**Your task**.
Reproduce all of the entries below in full, requests included, adding 53 to every x and y coordinate in the answers. Leave the requests and their sample result formats unchanged.

Data source records:

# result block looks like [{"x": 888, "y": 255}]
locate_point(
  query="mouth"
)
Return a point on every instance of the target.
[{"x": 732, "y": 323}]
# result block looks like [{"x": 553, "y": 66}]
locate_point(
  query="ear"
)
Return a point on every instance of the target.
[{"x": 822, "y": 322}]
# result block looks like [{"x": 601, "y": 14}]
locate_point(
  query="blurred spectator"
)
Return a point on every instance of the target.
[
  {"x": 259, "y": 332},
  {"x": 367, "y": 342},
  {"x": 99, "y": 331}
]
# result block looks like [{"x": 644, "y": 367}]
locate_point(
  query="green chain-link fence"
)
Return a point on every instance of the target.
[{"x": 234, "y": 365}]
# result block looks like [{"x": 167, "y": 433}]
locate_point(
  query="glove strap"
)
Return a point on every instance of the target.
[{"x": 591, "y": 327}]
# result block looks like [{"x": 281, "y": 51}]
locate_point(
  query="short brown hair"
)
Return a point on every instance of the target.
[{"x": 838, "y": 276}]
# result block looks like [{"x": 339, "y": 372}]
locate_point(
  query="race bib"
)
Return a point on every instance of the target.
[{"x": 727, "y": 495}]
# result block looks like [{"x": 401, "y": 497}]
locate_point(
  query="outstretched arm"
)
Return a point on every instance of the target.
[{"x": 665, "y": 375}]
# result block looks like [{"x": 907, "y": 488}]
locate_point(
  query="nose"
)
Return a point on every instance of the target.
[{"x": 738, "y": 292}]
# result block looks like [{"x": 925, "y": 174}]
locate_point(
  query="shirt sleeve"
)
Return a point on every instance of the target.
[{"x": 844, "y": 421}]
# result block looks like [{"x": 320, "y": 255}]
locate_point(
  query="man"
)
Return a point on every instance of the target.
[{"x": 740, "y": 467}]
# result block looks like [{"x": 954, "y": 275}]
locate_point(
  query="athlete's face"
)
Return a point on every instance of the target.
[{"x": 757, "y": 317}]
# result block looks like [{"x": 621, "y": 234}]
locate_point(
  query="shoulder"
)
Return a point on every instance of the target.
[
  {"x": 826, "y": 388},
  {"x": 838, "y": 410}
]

**Task response**.
# result block looks like [{"x": 888, "y": 255}]
locate_point(
  query="mouth"
)
Return a point on every instance of the target.
[{"x": 785, "y": 376}]
# result block looks like [{"x": 553, "y": 66}]
locate_point(
  query="ear"
)
Return a point on every instance of the target.
[{"x": 875, "y": 375}]
# result block looks like [{"x": 601, "y": 14}]
locate_point(
  query="blurred spectator"
)
Return a point on every instance of the target.
[
  {"x": 312, "y": 385},
  {"x": 420, "y": 395},
  {"x": 152, "y": 384}
]
# result block looks like [{"x": 644, "y": 367}]
locate_point(
  query="green chain-link fence"
)
Return a point on every instance of the target.
[{"x": 287, "y": 418}]
# result block looks like [{"x": 167, "y": 433}]
locate_point(
  query="glove strap"
)
Return a point on every instance of the target.
[{"x": 644, "y": 380}]
# result block looks like [{"x": 281, "y": 51}]
locate_point(
  query="short brown hair"
)
Return a point on every instance of the target.
[{"x": 891, "y": 329}]
# result block looks like [{"x": 339, "y": 372}]
locate_point(
  query="race bib"
)
Return a point on every instance of the target.
[{"x": 780, "y": 548}]
# result block looks like [{"x": 401, "y": 497}]
locate_point(
  query="outstretched arm"
)
Return a point on every instance of the target.
[{"x": 718, "y": 428}]
# result block looks like [{"x": 907, "y": 488}]
locate_point(
  query="nose"
)
Return a point on every instance of the target.
[{"x": 791, "y": 345}]
# result block looks like [{"x": 925, "y": 174}]
locate_point(
  query="shirt sleeve"
)
Return a point on every instance of the target.
[{"x": 897, "y": 474}]
# result block looks like [{"x": 320, "y": 255}]
locate_point(
  query="man"
)
Return a point on every instance of the target.
[{"x": 793, "y": 520}]
# result block looks like [{"x": 954, "y": 275}]
locate_point(
  query="athlete's face"
)
Return a point on every instance of the target.
[{"x": 810, "y": 370}]
# result block looks like [{"x": 621, "y": 234}]
locate_point(
  query="shoulder"
)
Return a point on every instance of the target.
[
  {"x": 879, "y": 441},
  {"x": 891, "y": 463}
]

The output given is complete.